(Stored items from a collection)
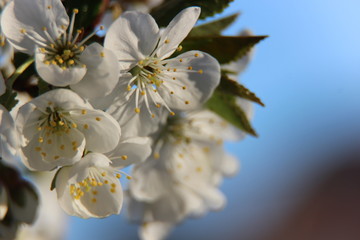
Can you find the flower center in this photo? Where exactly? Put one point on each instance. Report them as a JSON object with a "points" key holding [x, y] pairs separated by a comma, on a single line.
{"points": [[55, 120], [90, 186], [65, 50]]}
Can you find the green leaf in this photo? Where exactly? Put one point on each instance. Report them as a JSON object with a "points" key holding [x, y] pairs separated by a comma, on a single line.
{"points": [[224, 49], [8, 99], [90, 12], [165, 12], [213, 28], [232, 87], [225, 106]]}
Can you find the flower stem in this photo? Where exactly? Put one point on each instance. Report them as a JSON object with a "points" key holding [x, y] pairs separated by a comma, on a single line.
{"points": [[18, 72]]}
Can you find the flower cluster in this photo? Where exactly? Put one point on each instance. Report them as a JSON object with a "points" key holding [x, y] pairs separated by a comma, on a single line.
{"points": [[134, 98]]}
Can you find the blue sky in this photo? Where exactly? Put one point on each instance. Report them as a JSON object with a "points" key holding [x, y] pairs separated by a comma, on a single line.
{"points": [[307, 73]]}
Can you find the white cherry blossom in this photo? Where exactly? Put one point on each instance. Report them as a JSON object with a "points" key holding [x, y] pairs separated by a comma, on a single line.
{"points": [[59, 125], [184, 82], [43, 27], [90, 188]]}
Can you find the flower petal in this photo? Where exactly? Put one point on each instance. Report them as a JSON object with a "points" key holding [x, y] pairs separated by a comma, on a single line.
{"points": [[193, 86], [101, 131], [32, 16], [176, 31], [132, 36], [102, 72], [55, 150], [130, 151], [101, 200], [57, 76]]}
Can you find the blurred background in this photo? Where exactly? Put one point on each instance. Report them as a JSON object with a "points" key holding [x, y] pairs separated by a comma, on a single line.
{"points": [[301, 178]]}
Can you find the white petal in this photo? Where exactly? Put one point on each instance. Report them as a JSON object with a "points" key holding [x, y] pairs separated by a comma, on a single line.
{"points": [[132, 36], [135, 124], [130, 151], [102, 72], [62, 98], [107, 202], [155, 230], [57, 76], [32, 16], [60, 152], [199, 86], [176, 31], [24, 210], [101, 131]]}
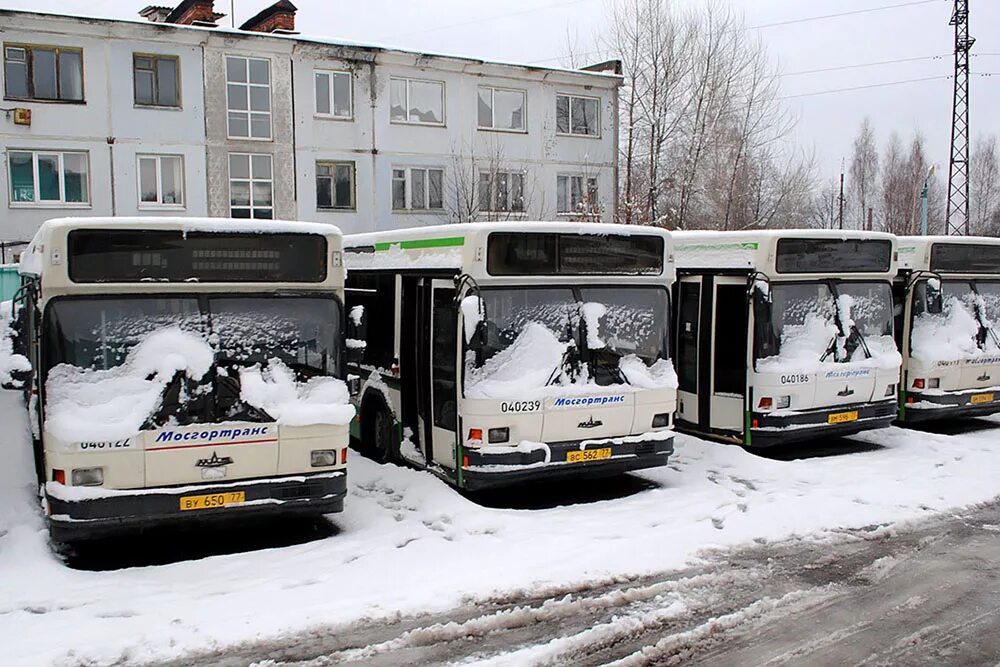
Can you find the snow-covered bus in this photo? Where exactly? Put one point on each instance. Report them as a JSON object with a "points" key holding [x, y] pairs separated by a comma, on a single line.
{"points": [[497, 353], [948, 305], [784, 335], [183, 370]]}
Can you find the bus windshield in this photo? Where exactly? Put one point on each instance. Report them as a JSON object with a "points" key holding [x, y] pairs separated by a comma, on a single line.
{"points": [[827, 321], [98, 333], [613, 335], [962, 324]]}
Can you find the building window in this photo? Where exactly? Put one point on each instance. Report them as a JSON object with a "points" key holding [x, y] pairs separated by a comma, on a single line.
{"points": [[248, 97], [502, 109], [416, 101], [43, 73], [333, 94], [578, 115], [157, 80], [415, 188], [161, 181], [571, 196], [501, 191], [48, 178], [251, 188], [335, 185]]}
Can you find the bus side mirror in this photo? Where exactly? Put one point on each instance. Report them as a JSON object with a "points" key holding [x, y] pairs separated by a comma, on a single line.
{"points": [[357, 334], [935, 300]]}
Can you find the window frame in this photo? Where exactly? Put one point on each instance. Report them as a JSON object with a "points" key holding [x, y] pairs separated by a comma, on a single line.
{"points": [[30, 70], [249, 112], [330, 73], [49, 203], [492, 175], [408, 189], [354, 184], [571, 133], [156, 79], [159, 205], [250, 180], [409, 80], [594, 208], [493, 115]]}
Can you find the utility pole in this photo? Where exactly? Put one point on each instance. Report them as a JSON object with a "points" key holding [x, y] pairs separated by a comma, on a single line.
{"points": [[956, 219], [840, 200]]}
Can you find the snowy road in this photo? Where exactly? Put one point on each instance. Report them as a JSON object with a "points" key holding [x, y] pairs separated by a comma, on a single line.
{"points": [[927, 595], [409, 551]]}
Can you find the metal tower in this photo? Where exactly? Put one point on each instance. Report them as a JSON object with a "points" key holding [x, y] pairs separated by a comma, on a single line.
{"points": [[957, 215]]}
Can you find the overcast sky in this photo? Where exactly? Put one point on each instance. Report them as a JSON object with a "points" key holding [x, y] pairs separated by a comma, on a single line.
{"points": [[535, 31]]}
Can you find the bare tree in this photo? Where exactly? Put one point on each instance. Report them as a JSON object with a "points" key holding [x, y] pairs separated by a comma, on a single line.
{"points": [[984, 187], [863, 171]]}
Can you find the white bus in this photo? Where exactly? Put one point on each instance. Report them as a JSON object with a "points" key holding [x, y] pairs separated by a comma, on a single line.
{"points": [[183, 370], [504, 352], [784, 335], [948, 304]]}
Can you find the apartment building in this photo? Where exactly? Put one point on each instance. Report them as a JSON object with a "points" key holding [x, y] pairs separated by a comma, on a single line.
{"points": [[174, 114]]}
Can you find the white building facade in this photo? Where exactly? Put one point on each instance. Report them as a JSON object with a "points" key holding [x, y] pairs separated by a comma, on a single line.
{"points": [[136, 118]]}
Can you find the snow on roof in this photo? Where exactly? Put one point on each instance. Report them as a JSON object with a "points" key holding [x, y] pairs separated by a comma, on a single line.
{"points": [[748, 249], [319, 40], [467, 229], [914, 251]]}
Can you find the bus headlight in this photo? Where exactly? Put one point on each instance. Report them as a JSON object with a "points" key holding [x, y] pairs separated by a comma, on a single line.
{"points": [[88, 476], [322, 458], [499, 434]]}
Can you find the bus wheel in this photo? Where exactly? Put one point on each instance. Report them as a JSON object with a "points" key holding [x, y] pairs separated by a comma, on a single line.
{"points": [[383, 440]]}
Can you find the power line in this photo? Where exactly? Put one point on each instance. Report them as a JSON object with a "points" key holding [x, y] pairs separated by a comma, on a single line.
{"points": [[486, 18], [872, 85], [860, 65], [839, 14]]}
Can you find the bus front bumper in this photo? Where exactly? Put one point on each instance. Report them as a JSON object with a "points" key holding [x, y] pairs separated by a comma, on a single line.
{"points": [[768, 429], [550, 461], [79, 513], [926, 407]]}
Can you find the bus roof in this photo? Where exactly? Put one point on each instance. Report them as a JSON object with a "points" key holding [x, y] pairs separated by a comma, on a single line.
{"points": [[32, 259], [915, 254], [753, 250], [461, 246]]}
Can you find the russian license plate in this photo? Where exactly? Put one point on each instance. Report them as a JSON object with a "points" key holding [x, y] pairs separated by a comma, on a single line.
{"points": [[842, 417], [588, 455], [212, 500]]}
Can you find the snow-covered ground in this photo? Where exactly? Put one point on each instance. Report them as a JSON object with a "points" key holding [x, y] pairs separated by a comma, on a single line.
{"points": [[409, 543]]}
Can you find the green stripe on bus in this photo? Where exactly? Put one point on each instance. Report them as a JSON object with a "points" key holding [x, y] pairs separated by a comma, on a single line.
{"points": [[415, 244]]}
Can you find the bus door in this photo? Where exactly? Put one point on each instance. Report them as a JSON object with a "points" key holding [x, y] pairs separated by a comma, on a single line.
{"points": [[444, 357], [711, 352], [436, 334]]}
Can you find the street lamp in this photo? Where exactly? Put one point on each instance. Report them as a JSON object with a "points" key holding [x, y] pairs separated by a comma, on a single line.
{"points": [[923, 202]]}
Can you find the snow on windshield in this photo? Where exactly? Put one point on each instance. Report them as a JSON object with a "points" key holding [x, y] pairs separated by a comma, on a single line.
{"points": [[9, 361], [320, 400], [952, 334], [113, 404], [804, 334], [526, 342]]}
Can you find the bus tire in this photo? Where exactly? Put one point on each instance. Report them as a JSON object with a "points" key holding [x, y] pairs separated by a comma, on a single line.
{"points": [[378, 431]]}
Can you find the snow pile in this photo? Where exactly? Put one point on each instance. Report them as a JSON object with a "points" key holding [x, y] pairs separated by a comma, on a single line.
{"points": [[592, 312], [660, 375], [946, 336], [9, 362], [113, 404], [524, 367], [320, 400]]}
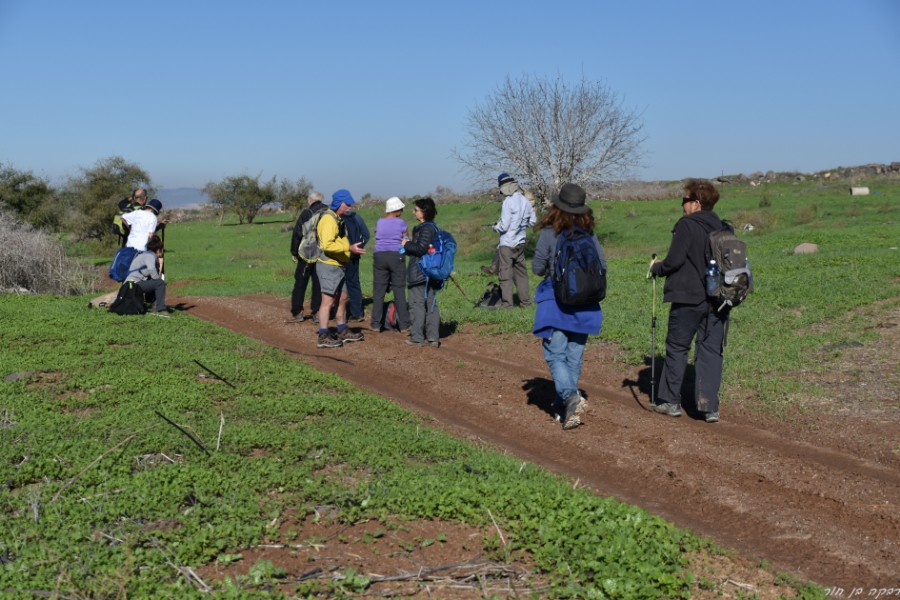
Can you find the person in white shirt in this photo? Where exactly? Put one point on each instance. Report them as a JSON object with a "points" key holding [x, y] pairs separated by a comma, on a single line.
{"points": [[142, 223], [516, 216]]}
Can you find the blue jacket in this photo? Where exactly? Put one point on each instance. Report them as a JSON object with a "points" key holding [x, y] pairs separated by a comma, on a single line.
{"points": [[550, 315]]}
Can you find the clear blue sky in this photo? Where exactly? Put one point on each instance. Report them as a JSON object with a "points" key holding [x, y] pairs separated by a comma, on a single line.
{"points": [[374, 96]]}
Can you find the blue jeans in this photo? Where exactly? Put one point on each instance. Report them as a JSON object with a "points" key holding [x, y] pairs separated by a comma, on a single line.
{"points": [[563, 352]]}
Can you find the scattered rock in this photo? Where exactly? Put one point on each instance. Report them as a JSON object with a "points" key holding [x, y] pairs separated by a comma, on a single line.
{"points": [[22, 375]]}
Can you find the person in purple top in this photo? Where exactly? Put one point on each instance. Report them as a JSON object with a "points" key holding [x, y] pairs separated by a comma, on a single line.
{"points": [[389, 265]]}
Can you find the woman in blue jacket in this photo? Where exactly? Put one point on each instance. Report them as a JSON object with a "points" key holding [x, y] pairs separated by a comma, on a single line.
{"points": [[564, 329]]}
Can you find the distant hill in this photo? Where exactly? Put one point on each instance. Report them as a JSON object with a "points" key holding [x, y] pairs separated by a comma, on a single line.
{"points": [[182, 197]]}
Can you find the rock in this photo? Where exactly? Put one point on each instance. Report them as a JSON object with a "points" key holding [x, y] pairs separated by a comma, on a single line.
{"points": [[806, 248]]}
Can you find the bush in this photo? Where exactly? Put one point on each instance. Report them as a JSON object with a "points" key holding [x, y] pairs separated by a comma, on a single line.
{"points": [[33, 262]]}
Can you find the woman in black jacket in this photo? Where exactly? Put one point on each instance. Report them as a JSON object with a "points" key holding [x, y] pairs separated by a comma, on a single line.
{"points": [[422, 299]]}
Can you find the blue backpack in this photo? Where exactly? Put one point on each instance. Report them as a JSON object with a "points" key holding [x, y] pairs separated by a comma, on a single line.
{"points": [[578, 275], [437, 264], [121, 266]]}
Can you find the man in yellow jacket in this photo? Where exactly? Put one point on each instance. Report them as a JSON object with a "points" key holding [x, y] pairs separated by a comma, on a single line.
{"points": [[334, 254]]}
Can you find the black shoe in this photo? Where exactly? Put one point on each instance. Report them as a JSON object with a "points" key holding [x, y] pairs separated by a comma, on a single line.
{"points": [[668, 408], [347, 336]]}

## ASSIGNMENT
Beginning at the line that holds "Can you find the rock", reproduce the lines exactly up to and including the final line of the entries.

## RESPONSE
Can you find the rock in this photo? Where exactly? Put one point on each instance. Report them as a JSON object with a "points" key holding [x, y] pairs separated by a comma, on a single line.
{"points": [[806, 248]]}
Can you find the bush in this photo? Where exactly? Put one point on each instance. Report them as a JSON object with a "points" key holding [x, y] pairs separated by a comma, on a single line.
{"points": [[33, 262]]}
Can you find the woman in black jacket in this photo? Where exactly? Put one point on each instance. Report them as a JSON object with a "points" key holding [x, y] pairs separated by a comma, on a single line.
{"points": [[422, 299]]}
Can you find the blue backpack in this photo? Where exactly? Put one point on each instance. Report them as a JSON object with a "points" key holding [x, y] pairs separated by a comma, on a single line.
{"points": [[578, 275], [437, 264], [121, 266]]}
Can you find the man in yellow jacket in this photo? Where exactly? Put one point on each instance. Report them as a JSON object with a "points" key holding [x, y] pairs separated by a comma, on a single line.
{"points": [[334, 254]]}
Can you find the black shoe in this photo? Where exactly? Put one point on each instance. Report them as a JSON object with a "points" key holding [x, y] pairs separated by a comma, on a single line.
{"points": [[668, 408], [347, 336]]}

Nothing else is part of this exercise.